Exercise description | Please copy these lines from the listing word for word, beginning at the line with "Tag chip basket in this screenshot." and continuing through the end of the listing.

** BEGIN Record excerpts **

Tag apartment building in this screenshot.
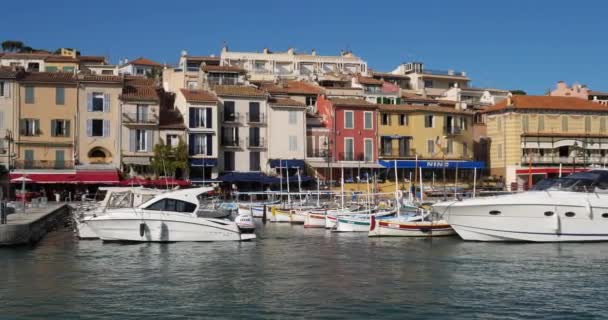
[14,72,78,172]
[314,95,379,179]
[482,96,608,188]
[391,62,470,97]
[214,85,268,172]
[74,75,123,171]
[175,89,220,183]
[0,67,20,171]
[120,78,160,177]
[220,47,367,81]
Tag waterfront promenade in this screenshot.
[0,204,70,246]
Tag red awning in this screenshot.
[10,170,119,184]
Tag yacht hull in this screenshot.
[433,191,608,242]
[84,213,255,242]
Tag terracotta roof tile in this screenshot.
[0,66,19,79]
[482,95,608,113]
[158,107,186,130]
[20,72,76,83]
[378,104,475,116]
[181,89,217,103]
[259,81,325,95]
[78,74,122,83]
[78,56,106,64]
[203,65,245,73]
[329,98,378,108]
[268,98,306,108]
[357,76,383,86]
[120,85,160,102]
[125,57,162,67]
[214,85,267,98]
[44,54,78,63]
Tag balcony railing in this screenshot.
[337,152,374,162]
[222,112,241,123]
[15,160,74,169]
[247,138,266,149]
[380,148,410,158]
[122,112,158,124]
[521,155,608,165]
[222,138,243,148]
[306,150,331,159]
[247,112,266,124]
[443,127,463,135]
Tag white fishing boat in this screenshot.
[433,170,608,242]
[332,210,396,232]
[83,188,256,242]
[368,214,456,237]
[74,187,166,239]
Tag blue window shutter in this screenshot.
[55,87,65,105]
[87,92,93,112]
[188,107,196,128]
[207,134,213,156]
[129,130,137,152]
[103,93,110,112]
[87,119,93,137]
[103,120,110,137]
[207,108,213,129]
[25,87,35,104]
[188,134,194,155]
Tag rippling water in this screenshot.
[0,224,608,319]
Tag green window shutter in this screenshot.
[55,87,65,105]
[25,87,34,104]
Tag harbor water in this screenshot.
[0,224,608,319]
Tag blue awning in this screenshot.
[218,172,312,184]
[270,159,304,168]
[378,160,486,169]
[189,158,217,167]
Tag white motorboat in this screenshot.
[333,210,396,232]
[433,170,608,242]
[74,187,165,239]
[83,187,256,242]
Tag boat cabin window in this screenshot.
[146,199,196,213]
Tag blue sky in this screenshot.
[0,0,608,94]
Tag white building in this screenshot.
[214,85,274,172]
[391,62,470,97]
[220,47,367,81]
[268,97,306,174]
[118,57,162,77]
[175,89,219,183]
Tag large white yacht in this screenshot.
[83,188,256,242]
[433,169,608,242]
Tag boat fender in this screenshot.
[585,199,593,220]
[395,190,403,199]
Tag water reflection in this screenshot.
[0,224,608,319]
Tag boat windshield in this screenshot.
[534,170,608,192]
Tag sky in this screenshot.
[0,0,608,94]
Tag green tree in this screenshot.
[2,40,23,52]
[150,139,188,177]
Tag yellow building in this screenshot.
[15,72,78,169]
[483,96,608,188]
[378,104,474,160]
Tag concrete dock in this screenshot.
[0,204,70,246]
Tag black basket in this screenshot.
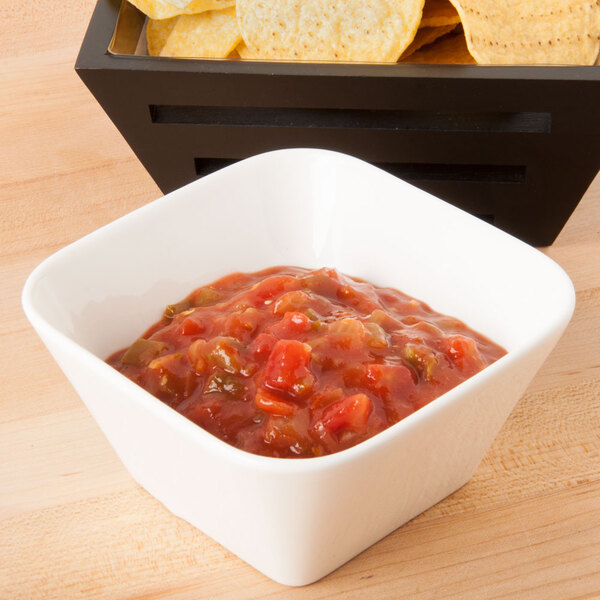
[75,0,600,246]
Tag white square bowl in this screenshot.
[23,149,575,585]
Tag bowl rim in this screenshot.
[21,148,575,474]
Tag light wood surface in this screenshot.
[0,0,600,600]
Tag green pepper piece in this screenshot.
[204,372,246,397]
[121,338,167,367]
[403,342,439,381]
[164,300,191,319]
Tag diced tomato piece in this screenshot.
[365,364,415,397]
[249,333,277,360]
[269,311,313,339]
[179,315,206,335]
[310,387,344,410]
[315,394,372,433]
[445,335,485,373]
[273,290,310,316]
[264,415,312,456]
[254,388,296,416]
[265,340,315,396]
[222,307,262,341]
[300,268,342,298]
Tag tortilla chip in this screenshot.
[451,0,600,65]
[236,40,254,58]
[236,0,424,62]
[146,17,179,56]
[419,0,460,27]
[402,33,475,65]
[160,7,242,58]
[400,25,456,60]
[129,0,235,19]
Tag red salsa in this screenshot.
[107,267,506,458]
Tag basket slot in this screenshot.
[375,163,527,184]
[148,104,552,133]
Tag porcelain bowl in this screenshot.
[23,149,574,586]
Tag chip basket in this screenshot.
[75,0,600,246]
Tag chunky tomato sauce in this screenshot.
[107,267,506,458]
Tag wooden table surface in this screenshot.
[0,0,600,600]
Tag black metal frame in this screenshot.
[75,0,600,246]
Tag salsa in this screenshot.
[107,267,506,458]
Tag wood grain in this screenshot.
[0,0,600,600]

** END Record excerpts **

Exercise result |
Tag chip basket in this screenshot.
[75,0,600,246]
Tag chunky tomato sauce in this screenshot.
[107,267,506,458]
Tag wooden table surface in this screenshot.
[0,0,600,600]
Tag black metal frame in this screenshot.
[75,0,600,246]
Tag salsa in this screenshot.
[107,267,506,458]
Tag wood grain in this screenshot.
[0,0,600,600]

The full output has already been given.